— Start of Excerpted text —
FYI: High-yield bond ETF has received most-ever inflows over 6 days
HCA Holdings boosts high-yield debt offering to $1.5 billion

Investors are sinking cash back into the largest junk-bond exchange-traded fund signaling that the rout in the market for risky corporate debt may be overdone.
Regards,
Ted
http://www.bloomberg.com/news/articles/2016-03-01/investors-plow-record-cash-into-junk-bond-etf-as-tone-improves

Comments

  • The proxy for junk bonds - the Merrill Lynch High Yield Master II Index - is now positive for the year. This amid the most negative headline news ever in that category - even more negative than 2008.
— End of Excerpted text —
→ Given instruction 1:
According to the junk-bond excerpt, to what amount did HCA Holdings boost its high-yield debt offering?
→ Given instruction 2:
Copy out the entries, without any changes, from the line containing "Would you please locate the tree trunk" through the end of the entries.
— Start of Task data —
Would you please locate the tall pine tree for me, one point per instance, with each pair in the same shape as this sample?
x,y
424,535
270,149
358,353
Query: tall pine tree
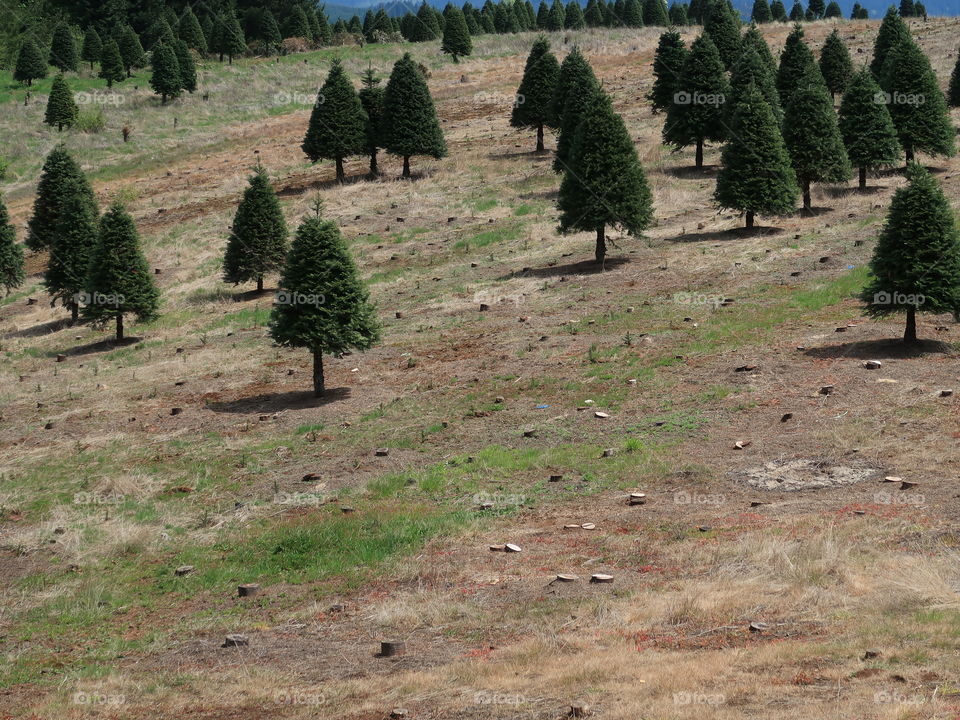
x,y
916,263
604,184
324,305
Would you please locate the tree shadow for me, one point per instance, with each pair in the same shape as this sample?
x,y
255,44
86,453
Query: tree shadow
x,y
274,402
42,329
731,234
692,171
584,267
885,348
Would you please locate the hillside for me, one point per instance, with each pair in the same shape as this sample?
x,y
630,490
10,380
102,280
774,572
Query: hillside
x,y
770,571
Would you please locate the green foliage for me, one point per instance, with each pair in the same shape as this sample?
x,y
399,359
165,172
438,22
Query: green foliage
x,y
835,64
30,63
258,237
456,36
111,64
604,183
917,106
61,109
535,94
119,281
11,254
756,175
165,79
59,169
338,124
865,124
697,113
410,125
668,64
916,262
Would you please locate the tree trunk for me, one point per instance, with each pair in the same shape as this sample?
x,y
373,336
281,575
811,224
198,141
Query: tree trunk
x,y
318,387
601,250
910,333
— End of Task data —
→ Final answer 1:
$1.5 billion

→ Final answer 2:
Would you please locate the tree trunk for me, one point per instance, with each pair in the same shape as this sample?
x,y
373,336
281,575
811,224
198,141
Query: tree trunk
x,y
318,387
601,250
910,333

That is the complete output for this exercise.